[TO DO]
Answer these questions from the post on chilling beer during homebrewing.
(a) To roughly what temperature should the beer be brought before pitching the yeast?
(b) How many chambers does the Therminator have, and what is each one for?
(c) How soon does the writer plan to brew the first batch?

--- QUOTED PASSAGE ---

After I succeeded in hitting my temps I moved along to the chilling faze. I tested the BK burner just to make sure it properly operated, but didn't want to sit there and watch it boil water for 60 minutes. If i was boiling beer, it would have been different :)

Chilling the Beer

The chilling faze is important in the beer making process. Simply put, the idea is to get the beer from boiling temperatures to about 68 F as fast as possible in order to pitch the yeast. The old school way is to fill a bath tub with ice water and put the keg in there to chill. That can take an hour or two, sometimes more. Some people use wort chillers, which consist of copper or stainless tubing that sits in the keg, where cold water is circulated through it. I myself purcased the Therminator, which has got to be the coolest device in homebrewing, just very expensive.

The therminator has 2 inlets, and 2 outlets. There is a wort inlet/outlet and a water inlet/outlet. There are 2 chambers in the therminator, one for the beer and one for water. theyt do not mix. I use Pump 1 to recirculate the beer through the therminator and attached a garden hose to run 50 F water through the therminator as well. At 5 gallons per minute, I was able to reduce 140 F beer (water today) to 68 F in 10 minutes. I'll take that any day.

That was it for today. A quick clean up and blog post will call it quits. I will be brewing the first batch in about 2 weeks. More updates to come.

cheers!

4 Months of Building!

--- DATASET EXTRACT ---

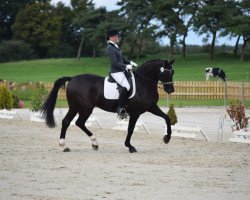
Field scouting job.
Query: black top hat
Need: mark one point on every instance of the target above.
(111, 33)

---

[FINAL ANSWER]
(a) About 68 F.
(b) Two: one for the beer and one for water.
(c) In about 2 weeks.